#### Data excerpts:
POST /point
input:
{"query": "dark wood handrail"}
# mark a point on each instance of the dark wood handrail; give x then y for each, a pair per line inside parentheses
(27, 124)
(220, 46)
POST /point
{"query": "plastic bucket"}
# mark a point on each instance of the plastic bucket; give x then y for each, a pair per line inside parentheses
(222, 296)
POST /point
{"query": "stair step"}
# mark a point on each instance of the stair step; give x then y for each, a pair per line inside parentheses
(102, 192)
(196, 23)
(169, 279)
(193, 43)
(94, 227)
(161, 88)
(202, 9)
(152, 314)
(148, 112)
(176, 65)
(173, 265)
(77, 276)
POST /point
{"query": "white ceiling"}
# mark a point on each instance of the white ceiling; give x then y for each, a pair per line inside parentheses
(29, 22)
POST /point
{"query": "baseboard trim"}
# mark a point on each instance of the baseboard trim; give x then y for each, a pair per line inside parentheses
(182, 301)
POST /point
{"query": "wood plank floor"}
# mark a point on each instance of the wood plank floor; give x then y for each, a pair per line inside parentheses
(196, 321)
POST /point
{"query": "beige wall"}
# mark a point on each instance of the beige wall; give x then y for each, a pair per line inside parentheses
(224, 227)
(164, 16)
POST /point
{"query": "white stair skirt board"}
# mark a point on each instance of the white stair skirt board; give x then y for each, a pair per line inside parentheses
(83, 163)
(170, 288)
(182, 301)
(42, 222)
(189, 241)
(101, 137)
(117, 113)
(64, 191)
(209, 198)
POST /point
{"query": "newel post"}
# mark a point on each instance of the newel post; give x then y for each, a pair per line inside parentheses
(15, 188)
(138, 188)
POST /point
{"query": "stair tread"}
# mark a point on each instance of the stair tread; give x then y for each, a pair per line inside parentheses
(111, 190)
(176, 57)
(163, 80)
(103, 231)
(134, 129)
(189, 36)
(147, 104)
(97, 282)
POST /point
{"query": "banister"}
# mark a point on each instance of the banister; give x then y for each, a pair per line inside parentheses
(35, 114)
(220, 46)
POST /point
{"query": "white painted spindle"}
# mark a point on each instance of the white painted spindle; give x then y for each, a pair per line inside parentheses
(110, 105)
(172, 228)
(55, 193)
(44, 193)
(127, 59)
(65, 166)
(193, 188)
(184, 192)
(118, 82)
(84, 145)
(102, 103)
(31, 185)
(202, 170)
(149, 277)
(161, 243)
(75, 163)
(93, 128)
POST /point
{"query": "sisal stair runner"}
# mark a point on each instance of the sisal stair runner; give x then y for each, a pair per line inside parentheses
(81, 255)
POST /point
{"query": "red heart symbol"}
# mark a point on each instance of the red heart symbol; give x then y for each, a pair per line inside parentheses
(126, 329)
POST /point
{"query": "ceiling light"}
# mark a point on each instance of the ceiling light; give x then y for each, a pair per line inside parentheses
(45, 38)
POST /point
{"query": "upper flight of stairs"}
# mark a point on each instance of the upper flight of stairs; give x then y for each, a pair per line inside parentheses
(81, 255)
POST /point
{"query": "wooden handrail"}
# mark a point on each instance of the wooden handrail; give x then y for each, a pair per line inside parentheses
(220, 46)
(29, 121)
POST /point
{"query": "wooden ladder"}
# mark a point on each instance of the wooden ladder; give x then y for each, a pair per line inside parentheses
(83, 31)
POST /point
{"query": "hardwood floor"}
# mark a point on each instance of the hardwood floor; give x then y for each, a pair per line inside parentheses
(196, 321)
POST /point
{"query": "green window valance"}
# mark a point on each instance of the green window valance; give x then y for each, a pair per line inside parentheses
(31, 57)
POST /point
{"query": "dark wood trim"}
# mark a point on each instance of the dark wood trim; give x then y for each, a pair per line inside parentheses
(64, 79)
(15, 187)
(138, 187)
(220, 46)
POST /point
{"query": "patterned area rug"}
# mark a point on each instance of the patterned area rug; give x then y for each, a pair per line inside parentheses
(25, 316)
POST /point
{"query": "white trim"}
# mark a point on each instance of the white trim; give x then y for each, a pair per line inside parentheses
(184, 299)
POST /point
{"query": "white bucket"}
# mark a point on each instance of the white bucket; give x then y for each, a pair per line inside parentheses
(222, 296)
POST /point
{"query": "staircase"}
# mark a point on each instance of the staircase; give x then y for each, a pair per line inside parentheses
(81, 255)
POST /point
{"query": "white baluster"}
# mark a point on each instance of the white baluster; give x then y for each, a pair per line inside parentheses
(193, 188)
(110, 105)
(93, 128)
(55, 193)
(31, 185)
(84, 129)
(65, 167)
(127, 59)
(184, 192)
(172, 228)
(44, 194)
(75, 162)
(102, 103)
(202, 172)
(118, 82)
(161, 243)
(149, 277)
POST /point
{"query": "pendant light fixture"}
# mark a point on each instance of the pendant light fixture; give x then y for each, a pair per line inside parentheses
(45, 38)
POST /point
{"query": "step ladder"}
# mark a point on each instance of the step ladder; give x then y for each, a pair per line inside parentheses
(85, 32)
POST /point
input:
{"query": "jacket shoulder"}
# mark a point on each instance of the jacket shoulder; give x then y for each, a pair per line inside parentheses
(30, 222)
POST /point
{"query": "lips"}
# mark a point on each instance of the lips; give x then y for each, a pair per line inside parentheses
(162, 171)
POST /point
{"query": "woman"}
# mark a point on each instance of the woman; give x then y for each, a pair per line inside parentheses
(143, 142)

#### Stated goal:
Repeat every entry word for word.

#### Response below:
POST /point
input:
{"query": "dark wood handrail"}
# mark a point on each instance of the dark wood handrail; give x then y for each, a pair per line inside parentheses
(27, 124)
(220, 46)
POST /point
{"query": "plastic bucket"}
# mark a point on each instance of the plastic bucket; give x then y for each, a pair per line inside parentheses
(222, 296)
POST /point
{"query": "stair step"}
# mark a point on each instance of the stair step; give x then y for each, a pair per line inside parentheses
(102, 192)
(196, 23)
(169, 279)
(193, 43)
(94, 227)
(161, 88)
(202, 9)
(152, 314)
(148, 112)
(176, 65)
(173, 265)
(77, 276)
POST /point
{"query": "white ceiling"}
# mark a point on each instance of the white ceiling; give x then y for each, a pair per line inside parentheses
(29, 22)
POST /point
{"query": "baseboard trim"}
# mark a point on each instance of the baseboard trim; give x then y for each, a pair per line inside parentheses
(182, 301)
POST /point
{"query": "wood plank floor"}
# mark a point on each instance of the wood plank floor; give x then y for each, a pair per line inside parentheses
(196, 321)
POST /point
{"query": "beige wall"}
# mark a point on each instance of the beige wall; give x then y for each, a pair per line inside parentheses
(224, 227)
(164, 16)
POST /point
{"query": "white stair skirt board"}
# mark a point on each instance of the white stair skirt board; give x then y for each, a pair per line inside parentheses
(83, 163)
(170, 288)
(182, 301)
(42, 222)
(189, 241)
(101, 137)
(117, 113)
(64, 191)
(209, 198)
POST /point
{"query": "newel post"}
# mark a point on each instance of the newel post; give x then y for each, a pair per line inside parentheses
(15, 188)
(138, 188)
POST /point
{"query": "stair tread"}
# mark a point on each instance of the stair tread; give x then y for each, a pair per line inside parentheses
(111, 190)
(176, 57)
(163, 80)
(103, 231)
(134, 129)
(189, 36)
(147, 104)
(97, 282)
POST /point
{"query": "banister"}
# mark a point on each instance of the banister; give x then y for each, a pair per line inside parentheses
(35, 114)
(220, 46)
POST /point
{"query": "white painted spindle"}
# mark a point on each instance of the white painted spindle; give x then y for each, a pair per line inside parentheses
(110, 105)
(172, 228)
(55, 193)
(44, 193)
(127, 59)
(65, 166)
(193, 188)
(184, 192)
(118, 82)
(84, 145)
(102, 103)
(31, 185)
(202, 170)
(149, 277)
(161, 243)
(75, 163)
(93, 128)
POST /point
{"query": "sisal stair runner"}
# mark a point on each instance of the sisal stair runner; give x then y for each, a pair per line inside parentheses
(81, 255)
POST /point
{"query": "red heart symbol"}
# mark a point on each instance of the red heart symbol; give x then y for each, a pair per line inside parentheses
(126, 329)
POST /point
{"query": "ceiling light"}
# mark a point on each instance of the ceiling light; give x then y for each, a pair per line inside parentheses
(45, 38)
POST /point
{"query": "upper flight of stairs"}
# mark a point on each instance of the upper flight of stairs; give x then y for each, a pair per line inside parentheses
(81, 255)
POST /point
{"query": "wooden handrail"}
# mark a point on each instance of the wooden handrail; give x then y for each, a pair per line inside parentheses
(220, 46)
(29, 121)
POST /point
{"query": "wooden ladder"}
# mark a point on each instance of the wooden ladder; give x then y for each, a pair per line inside parentheses
(83, 31)
POST /point
{"query": "hardwood floor"}
# mark a point on each instance of the hardwood floor; give x then y for each, a pair per line inside parentheses
(196, 321)
POST /point
{"query": "green window valance"}
# mark a point on each instance of the green window valance; give x then y for each, a pair per line inside parentheses
(31, 57)
POST /point
{"query": "dark wood trim"}
# mark a point on each instance of the dark wood trim; give x then y for each, a pair per line inside parentheses
(64, 79)
(15, 187)
(138, 187)
(220, 46)
POST /point
{"query": "patterned area rug"}
# mark a point on each instance of the patterned area rug; give x then y for each, a pair per line inside parentheses
(25, 316)
POST /point
{"query": "white trim"}
# mark a point on each instance of the white trim; give x then y for each, a pair per line inside parentheses
(184, 299)
POST /point
{"query": "white bucket"}
# mark a point on each instance of the white bucket; give x then y for each, a pair per line inside parentheses
(222, 296)
POST /point
{"query": "staircase"}
# mark a point on each instance of the staircase; give x then y for each, a pair per line inside parentheses
(81, 255)
POST /point
{"query": "white baluster"}
# mark a point on each instance of the white baluster; give x then y for each, a pair per line inside parentheses
(193, 188)
(110, 105)
(93, 128)
(55, 193)
(31, 185)
(84, 129)
(65, 167)
(127, 59)
(184, 192)
(172, 228)
(44, 194)
(75, 162)
(102, 103)
(202, 172)
(118, 82)
(161, 243)
(149, 277)
POST /point
{"query": "pendant light fixture"}
# mark a point on each instance of the pendant light fixture; give x then y for each, a pair per line inside parentheses
(45, 38)
POST /point
{"query": "step ladder"}
# mark a point on each instance of the step ladder; give x then y for each, a pair per line inside parentheses
(85, 32)
POST /point
input:
{"query": "jacket shoulder"}
# mark a point on each instance of the jacket shoulder; give x then y for each, a pair per line inside parentheses
(30, 222)
POST /point
{"query": "lips"}
# mark a point on each instance of the lips; give x then y for each, a pair per line inside parentheses
(162, 171)
POST /point
{"query": "woman"}
# mark a point on each instance of the woman; give x then y for each, a pair per line inside parentheses
(143, 142)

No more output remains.